━━━━━ Input records ━━━━━

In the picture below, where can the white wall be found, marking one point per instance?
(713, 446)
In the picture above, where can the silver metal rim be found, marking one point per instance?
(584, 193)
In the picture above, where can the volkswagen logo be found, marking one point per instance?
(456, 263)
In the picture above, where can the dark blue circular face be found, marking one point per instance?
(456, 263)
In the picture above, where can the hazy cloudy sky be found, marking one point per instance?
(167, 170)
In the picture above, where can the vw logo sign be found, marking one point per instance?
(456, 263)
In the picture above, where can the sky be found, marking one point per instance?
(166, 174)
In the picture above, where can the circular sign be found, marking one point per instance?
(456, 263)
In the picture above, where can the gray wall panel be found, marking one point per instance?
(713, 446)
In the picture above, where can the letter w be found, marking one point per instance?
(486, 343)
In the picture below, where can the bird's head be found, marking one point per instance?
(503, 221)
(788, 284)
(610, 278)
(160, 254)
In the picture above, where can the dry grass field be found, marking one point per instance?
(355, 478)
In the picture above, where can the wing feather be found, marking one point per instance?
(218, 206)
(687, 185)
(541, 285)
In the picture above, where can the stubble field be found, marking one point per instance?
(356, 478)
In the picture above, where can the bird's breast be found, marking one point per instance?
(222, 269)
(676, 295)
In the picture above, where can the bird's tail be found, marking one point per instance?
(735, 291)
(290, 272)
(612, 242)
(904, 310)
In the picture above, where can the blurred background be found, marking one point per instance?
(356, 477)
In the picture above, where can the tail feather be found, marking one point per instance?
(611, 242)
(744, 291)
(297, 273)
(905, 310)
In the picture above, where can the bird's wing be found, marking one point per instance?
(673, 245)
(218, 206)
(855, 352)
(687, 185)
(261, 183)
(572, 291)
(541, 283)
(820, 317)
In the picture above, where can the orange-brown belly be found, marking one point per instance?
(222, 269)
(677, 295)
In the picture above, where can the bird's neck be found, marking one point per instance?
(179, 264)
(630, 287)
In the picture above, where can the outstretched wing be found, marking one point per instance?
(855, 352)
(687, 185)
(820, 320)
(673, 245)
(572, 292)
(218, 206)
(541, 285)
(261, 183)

━━━━━

● What needs to be done:
From the first line to the last, transcribe the data exactly.

● Task response:
In the picture below, where can the white wall be found, marking one point per instance?
(713, 446)
In the picture above, where can the silver metal rim be found, marking one point per instance?
(584, 193)
In the picture above, where can the volkswagen logo be found, marking one point per instance?
(456, 263)
In the picture above, where can the dark blue circular face be found, marking one point per instance?
(456, 263)
In the picture above, where can the hazy cloudy sky be found, marking one point per instance?
(167, 170)
In the picture above, where can the vw logo sign be found, marking one point per instance?
(456, 263)
In the picture above, where can the sky be found, marking one point per instance?
(166, 174)
In the picture above, where can the circular sign be found, marking one point per instance?
(456, 263)
In the picture above, where can the gray wall panel be found, marking one point per instance?
(713, 446)
In the picture above, where can the letter w be found, marking one point per instance?
(486, 343)
In the picture below, where can the bird's head be found, marking one point per instance?
(503, 221)
(788, 284)
(610, 278)
(160, 254)
In the picture above, where can the dry grass field be found, marking one point per instance?
(355, 478)
In the picture above, where can the wing feather be found, marking one point per instance?
(218, 206)
(687, 185)
(541, 285)
In the picture above, where can the stubble field be found, marking one point per instance?
(356, 478)
In the picture above, where can the bird's breast be found, marking one point per instance?
(222, 269)
(676, 295)
In the picture above, where can the bird's tail be found, marking one point per instance?
(735, 291)
(290, 272)
(612, 242)
(904, 310)
In the picture above, where can the blurred background be found, marking one point per instance?
(356, 477)
In the picture above, where can the tail feather be found, marking one point per instance?
(611, 242)
(744, 291)
(297, 273)
(905, 310)
In the picture above, where can the bird's wing be found, marking one point per instance?
(673, 245)
(218, 206)
(855, 352)
(687, 185)
(261, 183)
(572, 291)
(541, 283)
(820, 317)
In the picture above, where can the orange-brown belly be found, marking one point per instance?
(222, 269)
(677, 295)
In the picture above, where can the bird's neck be found, marking one point per instance?
(179, 264)
(630, 287)
In the picture above, where can the outstretched wing be found, marking one point per instance?
(855, 352)
(687, 185)
(820, 320)
(673, 245)
(572, 292)
(218, 206)
(541, 285)
(261, 183)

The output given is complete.